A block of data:
• • • • •

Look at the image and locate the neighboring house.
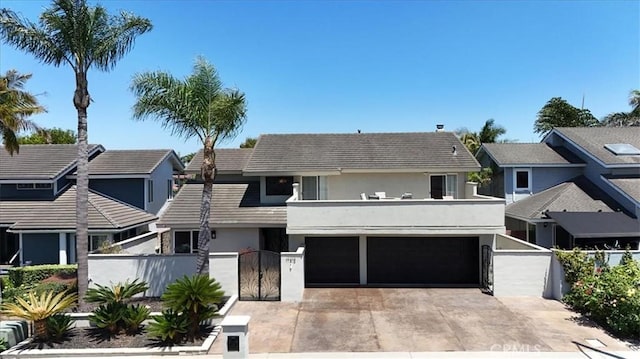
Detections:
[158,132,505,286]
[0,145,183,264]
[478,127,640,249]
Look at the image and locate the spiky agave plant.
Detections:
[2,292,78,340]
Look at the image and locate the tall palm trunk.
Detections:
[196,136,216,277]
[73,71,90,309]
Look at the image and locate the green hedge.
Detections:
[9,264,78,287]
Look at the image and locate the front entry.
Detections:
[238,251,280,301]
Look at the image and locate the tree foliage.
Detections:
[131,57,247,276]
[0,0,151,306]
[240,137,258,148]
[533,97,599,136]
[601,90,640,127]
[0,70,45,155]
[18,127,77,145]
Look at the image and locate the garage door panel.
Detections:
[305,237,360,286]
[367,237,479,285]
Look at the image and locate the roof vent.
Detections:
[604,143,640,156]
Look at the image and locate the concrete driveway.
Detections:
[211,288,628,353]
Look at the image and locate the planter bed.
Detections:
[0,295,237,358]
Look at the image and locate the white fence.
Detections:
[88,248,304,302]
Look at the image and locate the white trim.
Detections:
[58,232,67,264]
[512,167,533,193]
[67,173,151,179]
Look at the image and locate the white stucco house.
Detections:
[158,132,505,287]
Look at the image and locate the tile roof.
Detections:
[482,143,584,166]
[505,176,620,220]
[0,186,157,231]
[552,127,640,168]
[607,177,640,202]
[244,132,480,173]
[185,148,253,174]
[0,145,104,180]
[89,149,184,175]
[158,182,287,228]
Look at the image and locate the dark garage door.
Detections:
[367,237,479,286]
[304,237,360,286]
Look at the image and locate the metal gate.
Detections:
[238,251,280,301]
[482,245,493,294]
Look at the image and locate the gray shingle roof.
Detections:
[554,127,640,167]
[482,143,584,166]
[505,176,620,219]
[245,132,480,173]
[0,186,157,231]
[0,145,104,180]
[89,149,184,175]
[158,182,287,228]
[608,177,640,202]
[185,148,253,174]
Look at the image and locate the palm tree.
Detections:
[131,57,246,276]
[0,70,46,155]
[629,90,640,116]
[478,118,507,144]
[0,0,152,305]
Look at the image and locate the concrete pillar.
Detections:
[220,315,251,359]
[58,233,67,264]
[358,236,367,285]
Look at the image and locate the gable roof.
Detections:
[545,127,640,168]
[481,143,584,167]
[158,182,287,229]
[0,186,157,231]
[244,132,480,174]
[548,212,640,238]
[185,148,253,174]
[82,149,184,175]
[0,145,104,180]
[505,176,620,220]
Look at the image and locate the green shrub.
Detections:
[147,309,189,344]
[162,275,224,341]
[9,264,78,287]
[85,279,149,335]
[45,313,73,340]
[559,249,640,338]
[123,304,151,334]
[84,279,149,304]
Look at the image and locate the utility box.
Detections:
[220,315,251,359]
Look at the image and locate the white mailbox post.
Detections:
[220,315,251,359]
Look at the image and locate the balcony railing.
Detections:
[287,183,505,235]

• • • • •

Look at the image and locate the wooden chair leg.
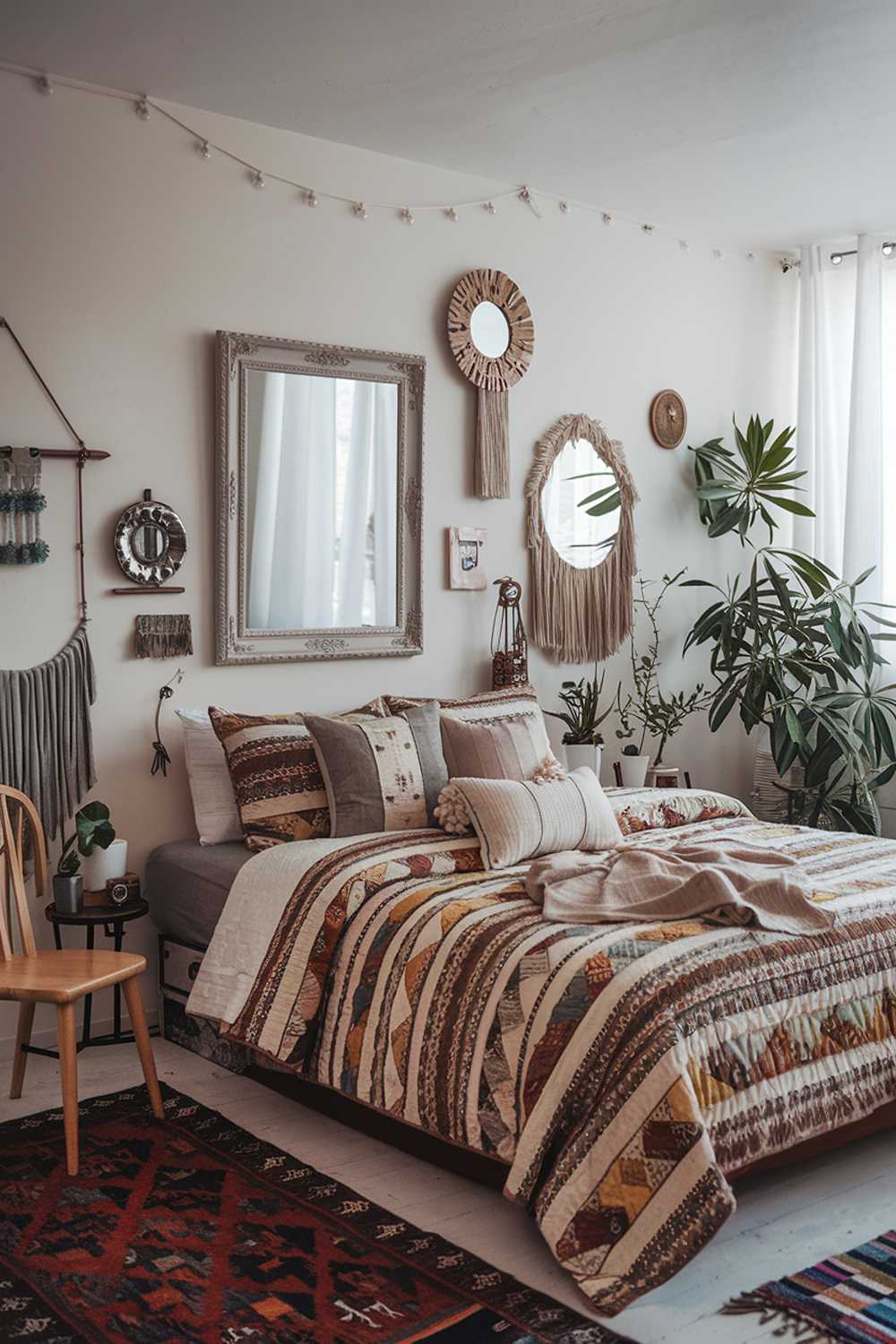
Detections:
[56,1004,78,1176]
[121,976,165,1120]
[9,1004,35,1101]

• • • • •

■ THE PROBLEM
Copy word for word the lines from the one containing "Look at the image and locate the metal gate." through the one containing "[84,279,149,304]", with both of those lines included and no others.

■ SOLUTION FOR THIS TASK
Look at the image and locate the metal gate.
Detections:
[238,251,280,301]
[482,245,493,294]
Look at the image and locate the gray shingle roof.
Detections:
[554,127,640,167]
[482,143,584,166]
[505,176,620,219]
[245,132,480,173]
[0,186,157,231]
[0,145,104,180]
[89,149,184,175]
[158,182,287,228]
[608,177,640,202]
[185,148,253,174]
Look at the image and locate the palm tree.
Detections:
[131,57,246,276]
[0,70,46,155]
[629,90,640,116]
[478,118,507,144]
[0,0,152,305]
Look at the image and locate the concrete pillar.
Detections:
[220,315,251,359]
[58,233,67,264]
[358,236,367,285]
Look at the image and locate the gable roof.
Detections:
[545,127,640,168]
[481,143,584,167]
[158,182,287,229]
[0,186,157,231]
[244,132,480,174]
[548,212,640,238]
[185,148,253,174]
[82,149,184,175]
[0,145,104,180]
[505,176,620,220]
Look at the image and locate the green shrub.
Detections:
[147,309,189,344]
[162,275,224,341]
[9,264,78,287]
[85,279,149,335]
[45,313,73,340]
[559,249,640,338]
[123,304,151,334]
[84,279,149,304]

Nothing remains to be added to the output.